● **Required task**
Copy word for word the lines of the records below, starting with the line that contains "the small island" and continuing through the line that contains "[0, 75, 116, 140]". Give only those lines.

■ ■ ■ ■ ■

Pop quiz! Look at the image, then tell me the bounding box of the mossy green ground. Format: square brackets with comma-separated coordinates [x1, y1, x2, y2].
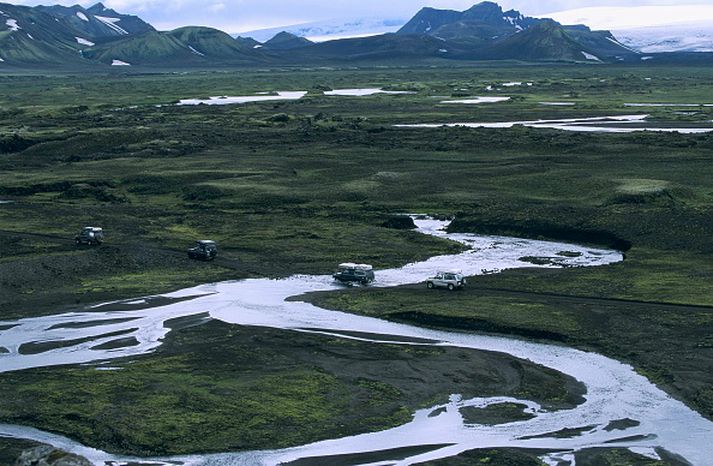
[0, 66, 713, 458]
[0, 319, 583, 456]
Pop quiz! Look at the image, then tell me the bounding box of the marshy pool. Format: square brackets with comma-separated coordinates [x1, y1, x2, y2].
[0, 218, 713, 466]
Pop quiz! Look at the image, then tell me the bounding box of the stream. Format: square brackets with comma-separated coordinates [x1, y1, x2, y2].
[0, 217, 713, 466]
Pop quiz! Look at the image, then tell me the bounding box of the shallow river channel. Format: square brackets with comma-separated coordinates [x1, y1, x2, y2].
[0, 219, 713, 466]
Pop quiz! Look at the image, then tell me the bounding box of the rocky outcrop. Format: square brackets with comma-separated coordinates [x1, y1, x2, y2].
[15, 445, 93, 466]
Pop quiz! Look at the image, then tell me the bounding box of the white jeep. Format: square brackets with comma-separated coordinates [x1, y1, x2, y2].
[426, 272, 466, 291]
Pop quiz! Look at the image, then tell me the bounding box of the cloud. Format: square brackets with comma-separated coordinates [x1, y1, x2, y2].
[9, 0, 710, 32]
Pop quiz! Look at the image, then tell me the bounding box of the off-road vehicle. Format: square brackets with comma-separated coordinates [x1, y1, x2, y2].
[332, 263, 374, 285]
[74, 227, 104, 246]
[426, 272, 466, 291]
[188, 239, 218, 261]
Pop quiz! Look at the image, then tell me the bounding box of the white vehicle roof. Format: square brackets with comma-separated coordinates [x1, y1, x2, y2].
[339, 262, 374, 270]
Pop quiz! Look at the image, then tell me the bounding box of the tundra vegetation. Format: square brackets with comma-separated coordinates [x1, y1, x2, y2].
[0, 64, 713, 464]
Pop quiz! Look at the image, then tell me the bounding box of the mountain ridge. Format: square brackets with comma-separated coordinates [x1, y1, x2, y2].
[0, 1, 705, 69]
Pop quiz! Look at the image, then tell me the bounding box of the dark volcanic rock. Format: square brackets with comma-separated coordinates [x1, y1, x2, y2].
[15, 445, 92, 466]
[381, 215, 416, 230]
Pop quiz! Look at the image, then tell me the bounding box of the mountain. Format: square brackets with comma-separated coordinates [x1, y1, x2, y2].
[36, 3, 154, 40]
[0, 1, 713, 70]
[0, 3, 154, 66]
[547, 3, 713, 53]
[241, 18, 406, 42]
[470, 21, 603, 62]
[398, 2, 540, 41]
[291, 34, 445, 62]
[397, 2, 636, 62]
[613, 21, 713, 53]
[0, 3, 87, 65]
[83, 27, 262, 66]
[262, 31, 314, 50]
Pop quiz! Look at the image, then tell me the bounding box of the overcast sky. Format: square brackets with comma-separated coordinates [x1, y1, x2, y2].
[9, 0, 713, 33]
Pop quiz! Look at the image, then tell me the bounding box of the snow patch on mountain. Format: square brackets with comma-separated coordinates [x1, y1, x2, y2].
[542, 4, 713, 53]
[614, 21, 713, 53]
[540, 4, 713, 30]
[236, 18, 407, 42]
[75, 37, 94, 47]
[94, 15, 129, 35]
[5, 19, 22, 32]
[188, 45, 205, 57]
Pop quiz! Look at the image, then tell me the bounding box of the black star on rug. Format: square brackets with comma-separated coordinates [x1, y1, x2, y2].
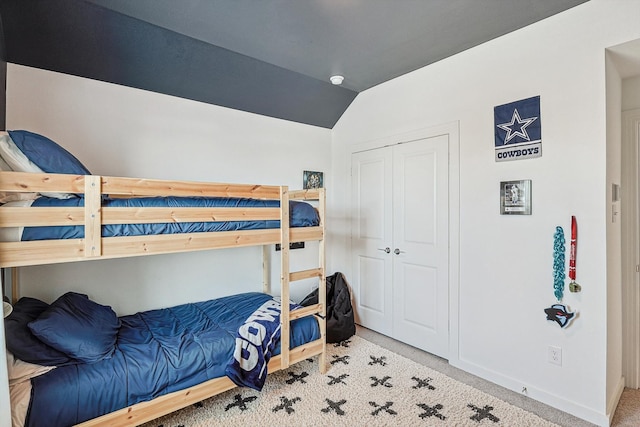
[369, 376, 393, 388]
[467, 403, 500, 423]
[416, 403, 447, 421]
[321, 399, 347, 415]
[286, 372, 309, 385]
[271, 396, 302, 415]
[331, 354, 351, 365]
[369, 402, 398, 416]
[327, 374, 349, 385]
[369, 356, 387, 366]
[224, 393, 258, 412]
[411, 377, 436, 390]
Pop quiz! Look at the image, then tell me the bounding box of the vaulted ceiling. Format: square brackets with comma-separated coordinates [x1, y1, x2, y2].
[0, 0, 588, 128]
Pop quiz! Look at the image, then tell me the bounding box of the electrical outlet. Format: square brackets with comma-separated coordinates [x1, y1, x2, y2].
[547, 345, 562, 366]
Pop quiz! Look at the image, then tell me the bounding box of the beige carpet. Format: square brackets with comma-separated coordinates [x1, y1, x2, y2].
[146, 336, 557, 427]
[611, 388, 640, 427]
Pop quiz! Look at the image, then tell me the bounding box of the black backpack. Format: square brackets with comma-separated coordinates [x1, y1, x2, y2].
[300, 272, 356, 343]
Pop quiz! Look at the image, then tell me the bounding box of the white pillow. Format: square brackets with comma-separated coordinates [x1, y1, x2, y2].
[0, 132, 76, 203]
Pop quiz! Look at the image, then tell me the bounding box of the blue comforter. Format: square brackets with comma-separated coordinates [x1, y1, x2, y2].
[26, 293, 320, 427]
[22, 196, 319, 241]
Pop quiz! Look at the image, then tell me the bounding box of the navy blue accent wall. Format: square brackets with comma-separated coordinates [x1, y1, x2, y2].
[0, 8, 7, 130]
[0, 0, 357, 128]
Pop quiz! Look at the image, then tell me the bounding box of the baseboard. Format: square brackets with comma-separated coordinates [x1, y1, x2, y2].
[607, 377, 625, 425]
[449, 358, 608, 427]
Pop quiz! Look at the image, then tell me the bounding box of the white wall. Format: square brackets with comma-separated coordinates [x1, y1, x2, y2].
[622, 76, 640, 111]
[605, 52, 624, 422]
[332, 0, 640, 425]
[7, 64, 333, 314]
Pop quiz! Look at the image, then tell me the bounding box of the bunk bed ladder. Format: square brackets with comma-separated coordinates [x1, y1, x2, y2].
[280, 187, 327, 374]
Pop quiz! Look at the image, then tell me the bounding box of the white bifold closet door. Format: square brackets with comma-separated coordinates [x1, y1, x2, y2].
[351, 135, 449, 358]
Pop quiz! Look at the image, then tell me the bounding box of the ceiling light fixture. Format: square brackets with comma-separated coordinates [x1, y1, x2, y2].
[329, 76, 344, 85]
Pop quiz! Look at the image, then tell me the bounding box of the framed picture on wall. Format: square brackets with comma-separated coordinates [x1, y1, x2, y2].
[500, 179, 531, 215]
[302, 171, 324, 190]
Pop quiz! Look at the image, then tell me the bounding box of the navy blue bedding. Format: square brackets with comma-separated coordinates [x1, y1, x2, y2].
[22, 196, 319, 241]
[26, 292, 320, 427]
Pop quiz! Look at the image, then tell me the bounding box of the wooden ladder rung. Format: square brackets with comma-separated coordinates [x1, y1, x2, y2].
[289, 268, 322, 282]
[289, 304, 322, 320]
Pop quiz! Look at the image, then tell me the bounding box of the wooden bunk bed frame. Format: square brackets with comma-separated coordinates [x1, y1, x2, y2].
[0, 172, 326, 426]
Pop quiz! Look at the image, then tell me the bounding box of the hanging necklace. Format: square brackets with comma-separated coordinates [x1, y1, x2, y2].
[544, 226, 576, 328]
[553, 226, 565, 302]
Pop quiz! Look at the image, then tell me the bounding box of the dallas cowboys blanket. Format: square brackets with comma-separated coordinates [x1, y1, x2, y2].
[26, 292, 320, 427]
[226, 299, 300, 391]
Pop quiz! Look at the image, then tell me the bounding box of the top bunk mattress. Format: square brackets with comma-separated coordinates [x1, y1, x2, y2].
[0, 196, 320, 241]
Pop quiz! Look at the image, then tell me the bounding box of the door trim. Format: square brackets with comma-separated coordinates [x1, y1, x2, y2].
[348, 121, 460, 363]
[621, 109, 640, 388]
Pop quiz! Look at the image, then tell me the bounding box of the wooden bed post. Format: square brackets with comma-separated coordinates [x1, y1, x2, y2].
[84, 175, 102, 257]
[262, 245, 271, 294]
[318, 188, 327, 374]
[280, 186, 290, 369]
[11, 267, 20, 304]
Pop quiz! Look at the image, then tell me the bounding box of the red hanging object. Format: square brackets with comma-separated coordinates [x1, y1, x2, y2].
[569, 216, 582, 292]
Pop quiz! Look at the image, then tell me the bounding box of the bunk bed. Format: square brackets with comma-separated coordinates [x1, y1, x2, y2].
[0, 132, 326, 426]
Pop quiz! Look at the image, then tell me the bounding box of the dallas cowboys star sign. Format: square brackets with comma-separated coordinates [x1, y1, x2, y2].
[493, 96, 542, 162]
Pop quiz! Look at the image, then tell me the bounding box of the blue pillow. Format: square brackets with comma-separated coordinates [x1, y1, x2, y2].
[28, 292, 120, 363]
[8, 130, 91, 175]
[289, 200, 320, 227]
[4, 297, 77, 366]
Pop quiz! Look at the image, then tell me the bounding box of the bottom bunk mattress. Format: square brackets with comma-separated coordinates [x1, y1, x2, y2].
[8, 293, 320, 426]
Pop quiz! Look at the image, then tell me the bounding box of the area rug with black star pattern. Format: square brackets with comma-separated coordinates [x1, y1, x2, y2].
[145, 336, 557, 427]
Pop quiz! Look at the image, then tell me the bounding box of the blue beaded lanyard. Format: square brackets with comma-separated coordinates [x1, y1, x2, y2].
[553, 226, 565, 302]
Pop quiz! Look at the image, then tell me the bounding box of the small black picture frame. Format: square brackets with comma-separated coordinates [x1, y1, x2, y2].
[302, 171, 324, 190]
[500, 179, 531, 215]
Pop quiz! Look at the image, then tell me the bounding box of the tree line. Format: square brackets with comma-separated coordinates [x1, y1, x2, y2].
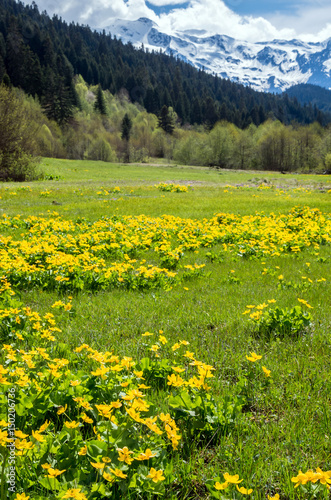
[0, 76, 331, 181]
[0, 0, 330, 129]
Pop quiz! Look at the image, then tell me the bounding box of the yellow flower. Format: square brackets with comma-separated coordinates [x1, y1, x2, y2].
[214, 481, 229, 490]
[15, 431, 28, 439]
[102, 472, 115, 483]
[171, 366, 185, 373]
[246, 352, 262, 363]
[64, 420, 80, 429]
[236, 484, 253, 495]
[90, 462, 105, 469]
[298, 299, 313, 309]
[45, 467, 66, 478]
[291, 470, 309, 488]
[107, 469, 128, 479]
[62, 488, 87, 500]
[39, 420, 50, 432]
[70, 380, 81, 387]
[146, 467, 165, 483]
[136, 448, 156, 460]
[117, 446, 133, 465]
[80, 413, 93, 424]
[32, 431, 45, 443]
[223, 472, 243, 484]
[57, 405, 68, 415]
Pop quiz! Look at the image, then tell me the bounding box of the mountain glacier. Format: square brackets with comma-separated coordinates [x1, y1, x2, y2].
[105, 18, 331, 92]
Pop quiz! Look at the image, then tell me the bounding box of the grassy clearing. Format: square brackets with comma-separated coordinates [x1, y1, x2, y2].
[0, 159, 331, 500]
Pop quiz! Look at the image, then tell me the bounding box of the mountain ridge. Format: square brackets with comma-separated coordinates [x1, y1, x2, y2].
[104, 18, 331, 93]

■ ■ ■ ■ ■

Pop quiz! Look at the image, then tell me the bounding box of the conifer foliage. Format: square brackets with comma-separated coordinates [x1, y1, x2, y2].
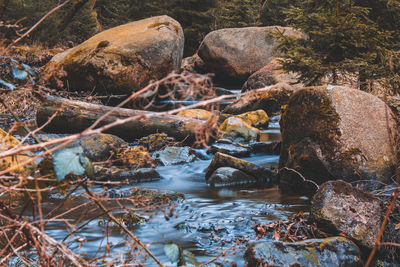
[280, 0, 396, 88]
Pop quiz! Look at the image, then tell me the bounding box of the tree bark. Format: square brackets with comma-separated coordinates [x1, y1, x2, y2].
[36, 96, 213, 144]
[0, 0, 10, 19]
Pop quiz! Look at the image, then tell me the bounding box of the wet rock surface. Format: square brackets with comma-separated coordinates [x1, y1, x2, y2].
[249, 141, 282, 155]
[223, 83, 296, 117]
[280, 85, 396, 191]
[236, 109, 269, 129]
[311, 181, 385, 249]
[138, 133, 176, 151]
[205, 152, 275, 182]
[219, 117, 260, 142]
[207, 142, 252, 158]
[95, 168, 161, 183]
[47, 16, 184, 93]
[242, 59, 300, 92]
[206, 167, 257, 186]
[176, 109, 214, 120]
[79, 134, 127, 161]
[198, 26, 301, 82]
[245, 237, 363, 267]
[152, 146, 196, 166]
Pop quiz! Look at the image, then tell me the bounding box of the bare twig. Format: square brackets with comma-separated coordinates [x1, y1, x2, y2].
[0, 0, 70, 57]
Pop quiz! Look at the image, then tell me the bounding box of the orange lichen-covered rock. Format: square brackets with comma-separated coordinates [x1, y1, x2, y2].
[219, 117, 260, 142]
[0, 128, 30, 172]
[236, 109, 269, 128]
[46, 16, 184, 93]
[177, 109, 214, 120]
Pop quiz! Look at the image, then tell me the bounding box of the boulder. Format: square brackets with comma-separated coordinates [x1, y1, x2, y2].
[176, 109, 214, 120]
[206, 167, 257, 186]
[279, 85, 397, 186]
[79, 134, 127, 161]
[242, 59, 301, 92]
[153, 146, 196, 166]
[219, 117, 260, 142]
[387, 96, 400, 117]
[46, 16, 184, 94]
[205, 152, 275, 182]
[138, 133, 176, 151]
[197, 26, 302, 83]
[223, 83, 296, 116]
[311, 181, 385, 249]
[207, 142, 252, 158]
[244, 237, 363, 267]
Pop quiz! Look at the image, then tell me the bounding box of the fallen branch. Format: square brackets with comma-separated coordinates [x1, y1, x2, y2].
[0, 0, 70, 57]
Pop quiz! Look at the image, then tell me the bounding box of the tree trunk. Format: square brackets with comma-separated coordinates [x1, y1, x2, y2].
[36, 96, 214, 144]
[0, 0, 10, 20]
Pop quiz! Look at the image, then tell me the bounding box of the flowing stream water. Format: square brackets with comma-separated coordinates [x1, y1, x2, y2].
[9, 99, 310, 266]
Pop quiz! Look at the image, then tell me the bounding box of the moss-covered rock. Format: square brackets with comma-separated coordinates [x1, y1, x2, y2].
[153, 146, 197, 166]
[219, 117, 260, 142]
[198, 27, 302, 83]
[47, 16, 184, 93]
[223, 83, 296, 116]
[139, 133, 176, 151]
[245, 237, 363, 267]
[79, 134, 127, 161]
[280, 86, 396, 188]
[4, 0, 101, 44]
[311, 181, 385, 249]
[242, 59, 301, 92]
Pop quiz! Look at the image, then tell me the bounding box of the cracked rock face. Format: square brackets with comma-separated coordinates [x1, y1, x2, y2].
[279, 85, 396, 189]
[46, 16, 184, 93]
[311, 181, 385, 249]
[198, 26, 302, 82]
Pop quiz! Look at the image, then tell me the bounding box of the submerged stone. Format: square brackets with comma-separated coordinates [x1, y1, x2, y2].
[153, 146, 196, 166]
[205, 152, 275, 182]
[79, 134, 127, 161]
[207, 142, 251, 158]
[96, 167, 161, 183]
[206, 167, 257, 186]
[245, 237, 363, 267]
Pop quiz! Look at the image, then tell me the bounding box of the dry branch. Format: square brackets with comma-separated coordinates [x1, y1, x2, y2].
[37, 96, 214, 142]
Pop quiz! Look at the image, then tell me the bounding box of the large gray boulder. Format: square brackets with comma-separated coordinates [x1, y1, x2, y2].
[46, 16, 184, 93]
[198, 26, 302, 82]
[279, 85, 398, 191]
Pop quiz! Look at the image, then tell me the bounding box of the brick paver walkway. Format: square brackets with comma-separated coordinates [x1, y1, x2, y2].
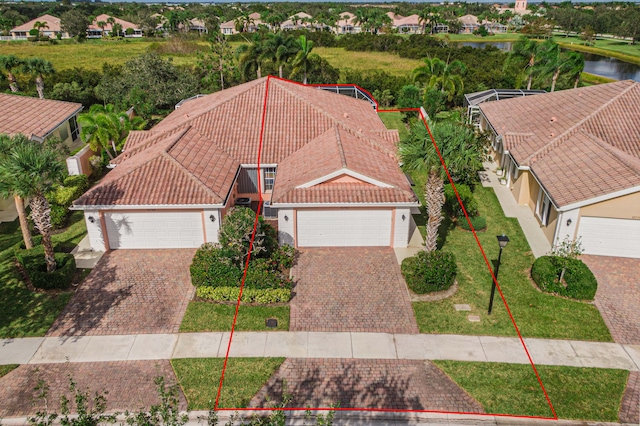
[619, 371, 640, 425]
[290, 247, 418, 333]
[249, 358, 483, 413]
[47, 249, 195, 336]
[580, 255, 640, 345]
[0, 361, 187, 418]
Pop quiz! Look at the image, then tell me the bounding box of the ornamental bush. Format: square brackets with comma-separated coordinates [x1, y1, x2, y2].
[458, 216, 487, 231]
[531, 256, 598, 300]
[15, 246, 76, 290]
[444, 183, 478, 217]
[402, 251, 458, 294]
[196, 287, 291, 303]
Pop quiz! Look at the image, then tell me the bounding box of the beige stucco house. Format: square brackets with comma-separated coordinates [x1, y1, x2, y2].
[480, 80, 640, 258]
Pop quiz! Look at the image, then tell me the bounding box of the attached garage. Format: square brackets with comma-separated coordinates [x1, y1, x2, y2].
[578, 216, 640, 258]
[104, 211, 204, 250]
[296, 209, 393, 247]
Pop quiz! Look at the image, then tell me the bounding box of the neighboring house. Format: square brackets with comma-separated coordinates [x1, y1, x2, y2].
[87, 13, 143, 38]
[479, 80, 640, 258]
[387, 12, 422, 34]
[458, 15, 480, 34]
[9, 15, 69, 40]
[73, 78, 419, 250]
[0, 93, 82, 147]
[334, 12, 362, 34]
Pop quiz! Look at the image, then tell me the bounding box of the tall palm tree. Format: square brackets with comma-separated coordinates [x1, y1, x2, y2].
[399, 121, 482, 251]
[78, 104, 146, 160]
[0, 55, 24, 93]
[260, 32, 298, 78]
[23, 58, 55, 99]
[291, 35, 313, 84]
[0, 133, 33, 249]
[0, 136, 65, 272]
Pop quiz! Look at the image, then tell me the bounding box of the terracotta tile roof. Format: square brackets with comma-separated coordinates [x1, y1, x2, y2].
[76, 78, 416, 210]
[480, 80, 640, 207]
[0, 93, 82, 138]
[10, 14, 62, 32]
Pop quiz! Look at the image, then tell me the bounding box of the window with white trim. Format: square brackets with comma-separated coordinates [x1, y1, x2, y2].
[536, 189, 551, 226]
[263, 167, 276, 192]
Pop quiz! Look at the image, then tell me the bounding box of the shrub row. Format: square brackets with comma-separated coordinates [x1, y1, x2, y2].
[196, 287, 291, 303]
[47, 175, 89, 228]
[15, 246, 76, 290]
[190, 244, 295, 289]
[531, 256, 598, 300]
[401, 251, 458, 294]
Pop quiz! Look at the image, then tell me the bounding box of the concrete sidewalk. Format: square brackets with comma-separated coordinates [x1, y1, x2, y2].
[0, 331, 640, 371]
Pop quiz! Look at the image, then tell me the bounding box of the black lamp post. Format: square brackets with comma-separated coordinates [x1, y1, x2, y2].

■ ■ ■ ■ ■

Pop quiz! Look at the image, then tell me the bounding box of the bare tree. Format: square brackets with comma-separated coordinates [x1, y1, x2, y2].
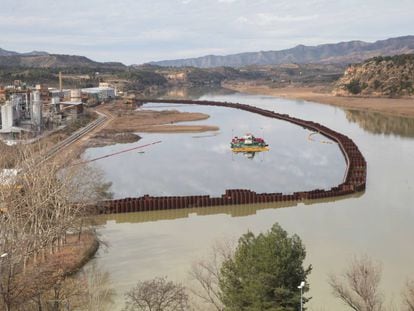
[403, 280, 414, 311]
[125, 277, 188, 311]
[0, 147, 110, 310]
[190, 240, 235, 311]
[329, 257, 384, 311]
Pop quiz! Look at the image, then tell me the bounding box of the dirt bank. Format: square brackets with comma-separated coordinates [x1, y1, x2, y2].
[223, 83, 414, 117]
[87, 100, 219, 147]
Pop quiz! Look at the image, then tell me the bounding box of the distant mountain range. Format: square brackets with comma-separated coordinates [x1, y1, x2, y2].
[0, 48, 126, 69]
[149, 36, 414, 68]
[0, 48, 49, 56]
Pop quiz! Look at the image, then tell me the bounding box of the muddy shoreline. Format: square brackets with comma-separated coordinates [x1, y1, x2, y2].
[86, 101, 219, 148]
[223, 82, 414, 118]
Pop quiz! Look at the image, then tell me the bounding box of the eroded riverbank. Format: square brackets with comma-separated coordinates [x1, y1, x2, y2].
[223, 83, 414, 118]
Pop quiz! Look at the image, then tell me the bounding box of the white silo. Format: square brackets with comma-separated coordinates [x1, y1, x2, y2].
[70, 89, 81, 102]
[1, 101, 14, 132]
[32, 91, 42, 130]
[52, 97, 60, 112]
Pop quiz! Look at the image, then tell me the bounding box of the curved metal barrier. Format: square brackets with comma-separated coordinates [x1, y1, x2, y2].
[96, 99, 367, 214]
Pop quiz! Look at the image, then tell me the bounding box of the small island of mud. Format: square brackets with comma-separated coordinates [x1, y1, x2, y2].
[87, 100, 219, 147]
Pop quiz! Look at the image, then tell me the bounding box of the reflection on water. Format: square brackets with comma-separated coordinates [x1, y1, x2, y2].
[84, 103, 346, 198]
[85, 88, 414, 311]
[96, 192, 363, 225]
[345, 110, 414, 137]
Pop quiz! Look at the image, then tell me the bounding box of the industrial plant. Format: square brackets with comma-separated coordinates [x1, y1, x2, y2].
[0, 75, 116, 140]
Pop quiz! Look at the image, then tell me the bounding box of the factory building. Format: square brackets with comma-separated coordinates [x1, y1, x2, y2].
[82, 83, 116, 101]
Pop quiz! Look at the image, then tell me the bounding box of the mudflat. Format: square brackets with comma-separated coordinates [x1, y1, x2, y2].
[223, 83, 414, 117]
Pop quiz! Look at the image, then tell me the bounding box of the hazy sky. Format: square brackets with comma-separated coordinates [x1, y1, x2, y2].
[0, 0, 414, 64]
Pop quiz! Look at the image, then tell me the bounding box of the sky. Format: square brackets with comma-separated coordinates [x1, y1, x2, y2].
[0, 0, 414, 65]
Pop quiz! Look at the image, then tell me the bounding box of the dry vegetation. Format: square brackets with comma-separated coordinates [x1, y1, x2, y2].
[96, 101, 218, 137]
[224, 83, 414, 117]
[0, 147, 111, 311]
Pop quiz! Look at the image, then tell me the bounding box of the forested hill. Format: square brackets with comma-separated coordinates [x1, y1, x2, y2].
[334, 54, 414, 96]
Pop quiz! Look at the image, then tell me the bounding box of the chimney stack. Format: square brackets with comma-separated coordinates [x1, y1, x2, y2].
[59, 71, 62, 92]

■ ■ ■ ■ ■

● **Answer to the problem**
Pop quiz! Look at the image, then tell me the bounding box of the small island of mud. Format: square brackets with comma-separated coordinates [x1, y1, x2, y2].
[87, 100, 219, 147]
Pop quiz! Look at the image, then tell me the bounding box of the reflection on water. Format: square brackets with comma-separated coordinates [x1, y1, x2, y2].
[84, 103, 346, 198]
[85, 88, 414, 311]
[96, 192, 363, 225]
[345, 110, 414, 137]
Pop quiz! Look at the image, then tell me the bounding box of the industrial plant. Format: square brackets with comma-separated coordinates [x1, y1, x2, y2].
[0, 75, 116, 140]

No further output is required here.